What you are asked to do:
Reproduce all of the data exactly, with no line skipped.

━━━ Exercise inputs

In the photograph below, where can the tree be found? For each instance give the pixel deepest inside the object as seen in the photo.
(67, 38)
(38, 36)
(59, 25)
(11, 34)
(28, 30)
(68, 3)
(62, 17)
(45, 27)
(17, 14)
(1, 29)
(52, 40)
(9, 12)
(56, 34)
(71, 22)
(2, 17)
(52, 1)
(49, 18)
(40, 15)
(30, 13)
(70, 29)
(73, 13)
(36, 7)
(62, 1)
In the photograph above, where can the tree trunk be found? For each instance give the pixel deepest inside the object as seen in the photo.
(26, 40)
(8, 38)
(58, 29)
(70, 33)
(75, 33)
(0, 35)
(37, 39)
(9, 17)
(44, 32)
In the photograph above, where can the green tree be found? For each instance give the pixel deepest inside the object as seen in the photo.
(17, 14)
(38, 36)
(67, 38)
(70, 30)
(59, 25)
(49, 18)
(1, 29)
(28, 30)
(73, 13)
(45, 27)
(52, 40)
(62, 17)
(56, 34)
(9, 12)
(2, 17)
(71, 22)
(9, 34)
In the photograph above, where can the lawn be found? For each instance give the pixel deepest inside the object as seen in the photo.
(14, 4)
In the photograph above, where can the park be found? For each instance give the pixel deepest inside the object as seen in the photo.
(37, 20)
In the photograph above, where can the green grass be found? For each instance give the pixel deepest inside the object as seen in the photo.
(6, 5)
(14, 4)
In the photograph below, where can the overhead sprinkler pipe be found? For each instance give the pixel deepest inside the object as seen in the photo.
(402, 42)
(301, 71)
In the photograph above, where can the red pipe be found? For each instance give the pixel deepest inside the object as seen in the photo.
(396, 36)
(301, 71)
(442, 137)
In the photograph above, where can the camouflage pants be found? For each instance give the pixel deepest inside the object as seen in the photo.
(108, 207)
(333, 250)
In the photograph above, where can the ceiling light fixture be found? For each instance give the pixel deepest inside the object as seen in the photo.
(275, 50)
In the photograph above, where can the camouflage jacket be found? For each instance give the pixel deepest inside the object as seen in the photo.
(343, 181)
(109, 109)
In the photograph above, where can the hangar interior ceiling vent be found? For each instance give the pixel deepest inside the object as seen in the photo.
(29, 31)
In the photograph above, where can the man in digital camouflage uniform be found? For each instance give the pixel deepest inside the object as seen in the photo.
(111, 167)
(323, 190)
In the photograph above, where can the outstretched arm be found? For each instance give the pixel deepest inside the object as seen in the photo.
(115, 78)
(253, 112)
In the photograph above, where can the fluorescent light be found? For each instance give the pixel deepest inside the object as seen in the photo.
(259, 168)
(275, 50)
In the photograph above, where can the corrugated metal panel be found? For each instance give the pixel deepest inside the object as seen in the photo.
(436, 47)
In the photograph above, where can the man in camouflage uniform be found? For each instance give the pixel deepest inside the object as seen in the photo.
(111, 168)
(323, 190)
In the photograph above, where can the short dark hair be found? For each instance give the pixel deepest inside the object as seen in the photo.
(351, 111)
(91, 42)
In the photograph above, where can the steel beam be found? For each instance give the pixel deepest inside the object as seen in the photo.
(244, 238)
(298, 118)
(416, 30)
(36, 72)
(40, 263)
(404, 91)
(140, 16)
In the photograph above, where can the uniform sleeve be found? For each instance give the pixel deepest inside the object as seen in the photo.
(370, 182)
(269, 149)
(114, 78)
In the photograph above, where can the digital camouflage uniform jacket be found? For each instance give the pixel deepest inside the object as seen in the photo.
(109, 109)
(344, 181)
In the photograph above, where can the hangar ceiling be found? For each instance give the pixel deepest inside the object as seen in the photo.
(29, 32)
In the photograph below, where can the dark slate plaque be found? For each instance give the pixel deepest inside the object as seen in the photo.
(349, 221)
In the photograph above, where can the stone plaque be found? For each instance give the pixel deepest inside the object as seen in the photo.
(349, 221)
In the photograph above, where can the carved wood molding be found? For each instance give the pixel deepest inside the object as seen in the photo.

━━━━━━

Result of the exercise:
In the photograph below, where can the tree be found? For each instance give the pixel deepest inside the object as seen in the photo.
(67, 38)
(38, 36)
(59, 25)
(11, 34)
(28, 30)
(68, 3)
(62, 17)
(45, 27)
(17, 14)
(1, 29)
(52, 40)
(9, 12)
(56, 34)
(71, 22)
(2, 17)
(52, 1)
(49, 18)
(40, 15)
(30, 13)
(70, 29)
(73, 13)
(36, 7)
(62, 1)
In the photograph above, where can the tree trunk be found? For each instance give the pixel deepest inside the object as seen in the photo.
(26, 40)
(8, 38)
(58, 29)
(70, 33)
(75, 33)
(0, 35)
(37, 39)
(9, 17)
(44, 32)
In the photograph above, where can the green tree be found? For each instance give the pixel deepest inside the object as seen in the photo.
(17, 14)
(38, 36)
(67, 38)
(70, 30)
(59, 25)
(49, 18)
(1, 29)
(28, 30)
(73, 13)
(45, 27)
(52, 40)
(62, 17)
(56, 34)
(9, 12)
(2, 17)
(71, 22)
(9, 34)
In the photograph above, where can the lawn be found? For each instance give the pixel deepest inside the object as seen in the photo.
(14, 4)
In the photograph above, where can the park be found? For each instance give the pixel deepest inside the object as seen in the photo.
(37, 20)
In the photograph above, where can the green grass be found? For each instance give the pixel deepest inside the object as seen in the photo.
(6, 5)
(14, 4)
In the photograph below, where can the overhead sprinkler pipe be found? For each instance give the pixel deepest inside the object as seen in the photo.
(402, 42)
(301, 71)
In the photograph above, where can the red pipe be found? For each instance give the pixel deepest inside the object as seen in the photo.
(396, 36)
(301, 71)
(442, 137)
In the photograph above, where can the camouflage pants be found? For each instance give the pixel deepest inside the object as seen in the photo.
(108, 207)
(333, 250)
In the photograph above, where can the ceiling light fixture be found? For each instance give the pixel deepest inside the object as seen in the photo.
(275, 50)
In the photograph above, where can the camouflage jacket be found? For each instance give the pixel deepest inside the object as seen in the photo.
(343, 181)
(109, 109)
In the photograph above, where can the hangar interior ceiling vent be found? For each instance give the pixel deepest inside the object as seen in the photo.
(29, 31)
In the photograph above, where can the man in digital camouflage uniform be found? For each instance give the pixel deepest inside the object as seen in the photo.
(111, 167)
(323, 190)
In the photograph above, where can the outstretched arm be found? For each instance give the pixel deepest inside the object as seen in the photo.
(115, 78)
(253, 112)
In the photograph above, where can the fluorescent light be found? For each instance give the pixel deepest inside the object as seen in the photo.
(259, 168)
(275, 50)
In the photograph above, where can the corrugated metal panel be found? For each instance give the pixel deepest inside the object as seen in the photo.
(436, 47)
In the photograph above, where can the man in camouflage uniform be found? For each instance give the pixel deepest inside the object as seen in the photo.
(111, 168)
(323, 190)
In the photograph above, where can the short dark hair be found? For each instance give the pixel deepest inside the object as seen in the photo.
(351, 111)
(91, 42)
In the photograph above, where can the steel beam be found? For each instance give the pixel deepest inside the object as seen in the photo.
(244, 238)
(298, 118)
(416, 30)
(36, 72)
(40, 263)
(404, 91)
(140, 16)
In the photograph above, where can the uniform sleeve be found? For each instance give the pixel deepest inside the object as seen in the photo.
(370, 182)
(269, 149)
(114, 78)
In the photograph above, where can the digital camouflage uniform jacket be found? For each instance give the pixel deepest inside the object as seen in the photo.
(109, 109)
(344, 181)
In the photograph above, where can the hangar ceiling be found? For each instance give the pixel deepest inside the object as seen in the photo.
(29, 32)
In the photograph below, where can the dark slate plaque be found? For each instance give the pixel deepest inside the object as seen in the photo.
(349, 221)
In the photograph above, where can the stone plaque be found? For each instance give the pixel deepest inside the object as seen in the photo.
(349, 221)
In the photograph above, where can the carved wood molding be found? For each instance give the pixel deepest inside the object as seen in the photo.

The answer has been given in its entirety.